Work to complete -
A) Answer these questions using the cyber security article.
(i) According to the 2016 report, how much will cybercrime cost the world by 2021?
(ii) According to UPS Capital, what percentage of small businesses go out of business within six months of an attack?
(iii) What share of all cyber claims does the cited research say stems from some type of human error or behavior?
B) Extend the cyber security article from its final sentence, keeping the same voice and format.

Every day our news feeds remind us that cybercrime doesn’t take a vacation. According to a 2016 report, by 2021 cybercrime will cost the world $6 trillion.
As technology advances, the threat security landscape continues to evolve and today’s businesses must be diligent about protecting their data and their resources. While cyber security can be incredibly sophisticated, there are some very basic things that organizations can do to minimize threats and defend their assets.
Cyber Security Mistakes Businesses Make
#1 - Thinking it won’t happen to them - Small businesses often fall into this trap by assuming that they are too small or insignificant to be targeted. No matter your size or the industry you operate in, your business has data that is valuable. Smaller businesses are often targets and an attack can be fatal to a small unprepared business. According to UPS Capital, 60% of small businesses go out of business within six months of an attack. By simply being aware and putting some basic best practices in place, a small business can decrease their chances of becoming one of these statistics.
#2 - Not doing the basics – Whether it’s because you’ve heard about them so much or because you assume your “IT guy” has it all covered with the more sophisticated programs, overlooking basic IT security details can open your organization up to significant threats.
The basics include practices like solid password policies, making sure ex-employees don’t continue to have access to your systems when they leave, encrypting devices, properly disposing of old computers, not protecting generic accounts and securing wireless access points.
Be sure to check out our post on 15 Ways to Protect Your Business from a Cyber Attack for more information on basic practices to put in place.
#3 - Using untrained staff – Having a solid cyber security plan in place includes regular training – for ALL staff – not just those directly involved on your IT team. Research shows that “90% of all cyber claims stem from some type of human error or behavior.” Some security basics may seem like common sense to more experienced leaders, but making the assumption that everyone in your organization in well-versed in the latest cyber threats and how to avoid them is a mistake too often made.
Training employees on the use of security software, policies on handling sensitive customer information, software downloads, and knowing how to recognize a phishing scam are critical to avoiding threats to your company data. By implementing regular training and practices that help your team stay informed, you can increase awareness about the latest security threats. When your entire team has this kind of knowledge, it can go a long way in avoiding loss. Ongoing security training can also be a real confidence booster for your employees – remember, they are your most important resource!

Source material -
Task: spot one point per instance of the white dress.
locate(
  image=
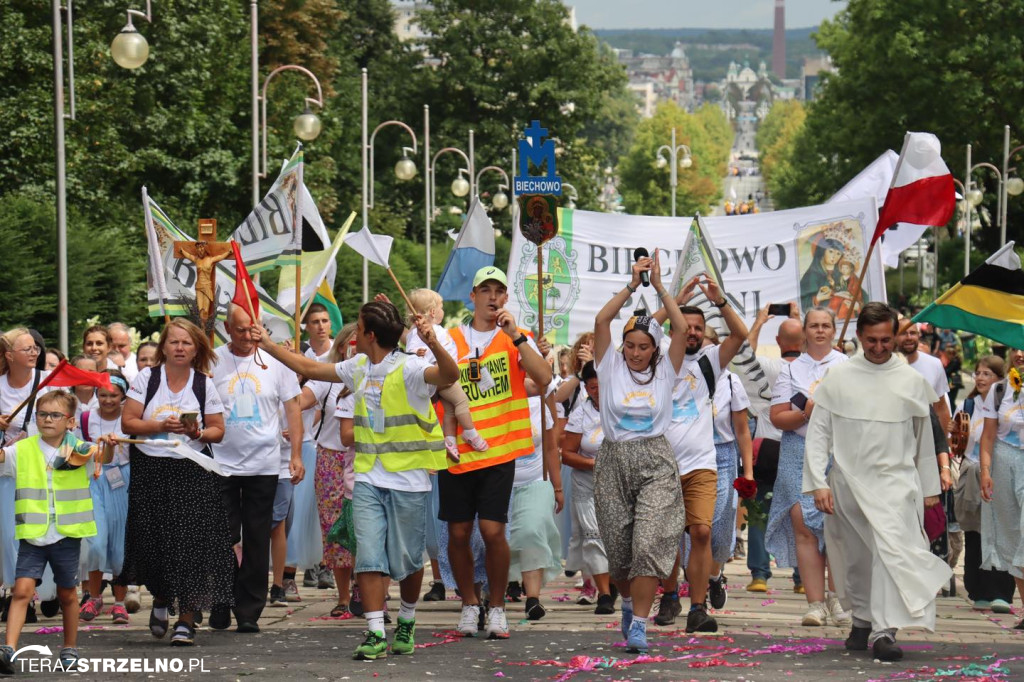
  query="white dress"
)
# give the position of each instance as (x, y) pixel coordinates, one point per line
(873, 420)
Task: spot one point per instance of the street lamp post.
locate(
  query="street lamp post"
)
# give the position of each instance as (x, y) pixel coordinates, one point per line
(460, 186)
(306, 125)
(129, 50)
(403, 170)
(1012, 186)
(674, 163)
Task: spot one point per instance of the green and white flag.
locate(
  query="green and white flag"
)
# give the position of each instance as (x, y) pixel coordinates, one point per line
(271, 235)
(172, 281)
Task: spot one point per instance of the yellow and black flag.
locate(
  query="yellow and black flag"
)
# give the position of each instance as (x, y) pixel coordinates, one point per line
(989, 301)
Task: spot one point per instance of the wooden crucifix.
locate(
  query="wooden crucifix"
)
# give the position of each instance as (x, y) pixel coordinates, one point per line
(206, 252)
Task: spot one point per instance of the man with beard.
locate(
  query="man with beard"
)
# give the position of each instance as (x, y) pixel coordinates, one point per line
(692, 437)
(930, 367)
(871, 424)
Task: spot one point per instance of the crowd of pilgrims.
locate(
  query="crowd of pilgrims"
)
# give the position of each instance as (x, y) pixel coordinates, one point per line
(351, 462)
---
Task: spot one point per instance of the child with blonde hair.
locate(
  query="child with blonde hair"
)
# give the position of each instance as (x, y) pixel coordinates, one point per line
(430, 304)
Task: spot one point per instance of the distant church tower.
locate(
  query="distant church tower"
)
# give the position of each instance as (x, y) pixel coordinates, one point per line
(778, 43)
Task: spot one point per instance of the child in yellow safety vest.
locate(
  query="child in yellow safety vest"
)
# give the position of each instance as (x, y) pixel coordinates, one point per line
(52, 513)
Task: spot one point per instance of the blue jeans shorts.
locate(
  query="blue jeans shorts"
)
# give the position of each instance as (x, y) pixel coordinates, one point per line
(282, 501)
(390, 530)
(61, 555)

Outputs by task -
A)
(i) $6 trillion
(ii) 60%
(iii) 90%

B)
#4 - Not updating software and hardware – Knowing the ins and outs of your network infrastructure and software are another important key to protecting the integrity of your resources. When the proper protections are not in place, the doors open to breaches that could have otherwise have been mitigated. There is a reason that software products launch updates and patches – because they’ve found problem areas and implemented “fixes” to bugs and other vulnerabilities. While understanding your systems and software and having a sense of urgency about updates can seem like added responsibility, the importance of proper updates cannot be overstated. IT security threats advance at an incredibly fast pace and outdated products simply cannot continue to protect against the latest risks.
#5 - Attempting to handle it internally – Unless businesses have in-house security experts who live, eat, sleep and breathe the latest in IT protection, attempting to manage cyber security internally is a dangerous proposition. Simply investing in the latest anti-virus software is not enough to fully protect your company and its data. Cyber threats are incredibly complex and continue to become more sophisticated. Implementing basic practices can help to reduce risks, but having trusted security professionals who know how to mitigate problems as they arise monitoring your systems round-the-clock is the key to thorough cyber security.
According to UPS Capital, cyber attacks cost small businesses between $84,000 and $148,000. A comprehensive security plan managed by qualified experts provides a proactive approach to cyber security and is a sound investment against paying the damaging price of an attack which not only results in data and financial loss but can be devastating to a company’s reputation and integrity.
Though different businesses have different needs and there may be no one-size-fits-all solution, avoiding some of these common cyber security mistakes can help ensure a solid approach to defending against cyber threats.